# Information given
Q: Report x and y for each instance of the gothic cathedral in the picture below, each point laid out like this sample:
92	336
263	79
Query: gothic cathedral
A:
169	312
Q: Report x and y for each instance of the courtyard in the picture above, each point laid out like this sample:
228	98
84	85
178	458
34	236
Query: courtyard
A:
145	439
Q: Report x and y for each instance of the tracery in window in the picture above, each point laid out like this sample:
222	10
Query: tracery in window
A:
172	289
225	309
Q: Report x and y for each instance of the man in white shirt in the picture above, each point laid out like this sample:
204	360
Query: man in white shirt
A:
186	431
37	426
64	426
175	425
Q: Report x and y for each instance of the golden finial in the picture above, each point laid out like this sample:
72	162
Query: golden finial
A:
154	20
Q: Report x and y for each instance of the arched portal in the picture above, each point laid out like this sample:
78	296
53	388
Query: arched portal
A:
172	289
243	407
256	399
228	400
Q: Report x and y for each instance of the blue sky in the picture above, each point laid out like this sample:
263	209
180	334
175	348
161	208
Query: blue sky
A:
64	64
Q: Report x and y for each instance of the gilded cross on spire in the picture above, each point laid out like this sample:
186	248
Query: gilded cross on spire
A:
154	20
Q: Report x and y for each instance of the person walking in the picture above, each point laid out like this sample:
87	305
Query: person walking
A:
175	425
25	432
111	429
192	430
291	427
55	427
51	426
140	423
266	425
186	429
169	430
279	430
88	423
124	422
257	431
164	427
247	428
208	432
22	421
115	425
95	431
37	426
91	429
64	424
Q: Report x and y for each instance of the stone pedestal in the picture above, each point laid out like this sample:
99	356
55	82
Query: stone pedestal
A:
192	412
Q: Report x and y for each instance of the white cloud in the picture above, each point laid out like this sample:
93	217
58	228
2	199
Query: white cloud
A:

# Exercise goal
Print every entry exactly as written.

# Response for this exercise
Q: Report x and y for each instance of the gothic cathedral in the picture below, each point laid out like this sample:
92	336
263	79
Query: gothic cathedral
A:
169	312
Q: Report x and y for each instance of the courtyard in the picture above, each point laid out like this sample:
228	98
84	85
178	458
34	236
Query: courtyard
A:
145	439
Q: Report x and y for each instance of the tracery in window in the picture above, each point laid out like this sample:
222	10
Query: tracery in window
A:
172	289
225	309
Q: Report x and y for each instance of the man in white shirt in the picture above, each point laid out like this sample:
204	360
Query: man in white shirt
A:
186	431
37	426
64	426
175	425
Q: Report x and y for each instance of the golden finial in the picture above, each point laid out like this sample:
72	162
Query: golden finial
A:
154	20
Q: Report x and y for each instance of the arched portal in the picture above, each point laid out like this sample:
78	296
53	388
Query: arched portal
A:
172	289
243	407
256	399
228	400
Q: Report x and y for each instance of the blue sky in the picture above, each point laid out like this sample:
263	209
180	334
175	348
161	208
Query: blue sky
A:
64	64
Q: Report x and y for each instance of the gilded cross on spire in the picture above, each point laid out like this sample:
186	248
Query: gilded cross on spire
A:
154	20
Q: Report x and y for each instance of the person walking in the picture above, each point laid out like this sample:
87	305
Query: person walking
A:
175	425
25	432
111	429
192	430
291	427
55	427
51	426
140	423
266	425
186	429
169	430
279	430
88	423
124	422
257	431
164	427
247	428
208	432
22	421
115	425
95	431
37	426
91	429
64	424
Q: Report x and y for each instance of the stone pedestal in the picture above, each point laid out like this sample:
99	356
55	82
Query: stone pedestal
A:
192	412
Q: Report x and y for each instance of the white cloud in the picture above, each point laid out like this sample:
93	217
58	228
2	199
Query: white cloud
A:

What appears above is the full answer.